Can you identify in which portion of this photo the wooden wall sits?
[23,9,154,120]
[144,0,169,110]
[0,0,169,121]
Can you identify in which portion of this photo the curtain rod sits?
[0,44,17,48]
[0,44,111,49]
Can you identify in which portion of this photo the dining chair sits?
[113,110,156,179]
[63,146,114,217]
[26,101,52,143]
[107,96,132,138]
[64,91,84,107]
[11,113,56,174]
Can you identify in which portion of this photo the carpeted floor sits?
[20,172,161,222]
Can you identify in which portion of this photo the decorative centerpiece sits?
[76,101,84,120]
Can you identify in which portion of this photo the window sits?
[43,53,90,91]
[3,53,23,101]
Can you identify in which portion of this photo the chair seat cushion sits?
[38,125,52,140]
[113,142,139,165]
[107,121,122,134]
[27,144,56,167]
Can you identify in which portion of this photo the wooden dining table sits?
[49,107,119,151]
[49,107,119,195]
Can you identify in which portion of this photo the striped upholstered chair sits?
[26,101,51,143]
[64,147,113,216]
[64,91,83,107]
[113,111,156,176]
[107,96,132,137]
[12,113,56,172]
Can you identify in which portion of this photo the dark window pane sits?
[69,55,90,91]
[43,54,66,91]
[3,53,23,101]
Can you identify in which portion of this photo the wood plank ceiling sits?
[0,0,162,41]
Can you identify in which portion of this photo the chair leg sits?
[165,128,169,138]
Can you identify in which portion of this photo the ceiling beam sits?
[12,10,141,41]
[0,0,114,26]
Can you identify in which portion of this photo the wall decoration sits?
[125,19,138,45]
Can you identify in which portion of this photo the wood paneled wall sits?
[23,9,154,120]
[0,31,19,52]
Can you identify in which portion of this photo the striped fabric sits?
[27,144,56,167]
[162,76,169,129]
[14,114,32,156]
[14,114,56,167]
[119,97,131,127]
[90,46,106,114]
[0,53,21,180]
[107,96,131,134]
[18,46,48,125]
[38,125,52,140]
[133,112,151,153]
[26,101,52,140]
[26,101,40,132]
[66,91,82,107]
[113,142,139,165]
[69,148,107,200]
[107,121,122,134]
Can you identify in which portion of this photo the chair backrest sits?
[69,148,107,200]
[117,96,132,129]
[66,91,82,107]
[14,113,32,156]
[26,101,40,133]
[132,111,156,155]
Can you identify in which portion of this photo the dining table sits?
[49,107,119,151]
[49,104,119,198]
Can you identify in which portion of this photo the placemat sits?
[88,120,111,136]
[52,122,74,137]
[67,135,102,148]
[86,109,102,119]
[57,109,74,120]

YOUR OBJECTIVE | Present every line of the records above as a Markdown table with two columns, Row and Line. Number the rows in order and leave out any blank lines.

ANSWER FOR THIS EXERCISE |
| Row | Line |
|---|---|
| 1 | Can you identify in which portion of this photo the wooden wall sits? |
| 2 | [23,9,154,120] |
| 3 | [144,0,169,110] |
| 4 | [0,0,169,121] |
| 5 | Can you identify in which portion of this photo the curtain rod sits? |
| 6 | [0,44,17,48] |
| 7 | [0,44,111,49] |
| 8 | Can you identify in which portion of this photo the dining chair sits? |
| 9 | [113,110,156,179] |
| 10 | [63,146,114,217] |
| 11 | [26,101,52,143] |
| 12 | [107,96,132,138] |
| 13 | [64,91,84,107] |
| 14 | [11,113,56,174] |
| 15 | Can you identify in which portion of this photo the carpeted floor sits? |
| 16 | [20,172,161,222] |
| 17 | Can you identify in which portion of this photo the decorative centerpiece sits? |
| 18 | [76,101,84,120] |
| 19 | Can you identify in which portion of this photo the window sits? |
| 20 | [43,53,90,91] |
| 21 | [3,53,23,101] |
| 22 | Can you identify in which portion of this photo the chair seat cushion sits? |
| 23 | [38,125,52,140] |
| 24 | [113,142,139,165] |
| 25 | [107,121,122,134] |
| 26 | [27,144,56,167] |
| 27 | Can you identify in which portion of this photo the wooden dining table sits? |
| 28 | [49,107,119,151] |
| 29 | [49,107,119,195] |
| 30 | Can you identify in which portion of this photo the striped upholstered chair sits? |
| 31 | [26,101,51,143] |
| 32 | [64,147,113,216] |
| 33 | [64,91,83,107] |
| 34 | [113,111,156,176] |
| 35 | [107,96,132,137] |
| 36 | [12,113,56,172] |
| 37 | Can you identify in which portion of this photo the dark window pane sits? |
| 38 | [69,55,90,91] |
| 39 | [43,54,66,91] |
| 40 | [3,53,23,101] |
| 41 | Can you identify in which portion of this photo the wood plank ceiling sits? |
| 42 | [0,0,162,41] |
| 43 | Can you identify in which portion of this photo the chair leg sits? |
| 44 | [165,128,169,138] |
| 45 | Can you identify in which portion of this photo the ceiling beam sits? |
| 46 | [12,10,141,41] |
| 47 | [0,0,114,26] |
| 48 | Can you identify in which portion of this photo the wall decoration sits? |
| 49 | [125,19,138,45] |
| 50 | Can you identify in which portion of this photo the wood paneled wall sits? |
| 51 | [23,9,154,120] |
| 52 | [0,31,19,52] |
| 53 | Can you identify in which portion of this photo the striped fabric sits? |
| 54 | [27,144,56,167] |
| 55 | [162,76,169,129] |
| 56 | [14,114,32,156] |
| 57 | [14,114,56,167] |
| 58 | [119,97,131,127] |
| 59 | [90,46,106,114] |
| 60 | [0,53,21,180] |
| 61 | [107,96,131,134] |
| 62 | [18,46,48,125] |
| 63 | [38,125,52,140] |
| 64 | [133,112,151,153] |
| 65 | [26,101,52,140] |
| 66 | [26,101,40,132] |
| 67 | [66,91,82,107] |
| 68 | [113,142,139,165] |
| 69 | [69,148,107,200] |
| 70 | [107,121,122,134] |
| 71 | Can you identify in which portion of this photo the chair backrest sits? |
| 72 | [69,148,107,200] |
| 73 | [117,96,132,129] |
| 74 | [66,91,82,107] |
| 75 | [14,113,32,156] |
| 76 | [26,101,40,133] |
| 77 | [132,111,156,155] |
| 78 | Can you identify in which portion of this photo the dining table sits? |
| 79 | [49,107,119,151] |
| 80 | [49,104,119,198] |
| 81 | Can you identify in which portion of this photo the placemat sits? |
| 82 | [88,120,111,136] |
| 83 | [52,122,74,137] |
| 84 | [67,135,102,148] |
| 85 | [86,109,102,119] |
| 86 | [57,109,74,120] |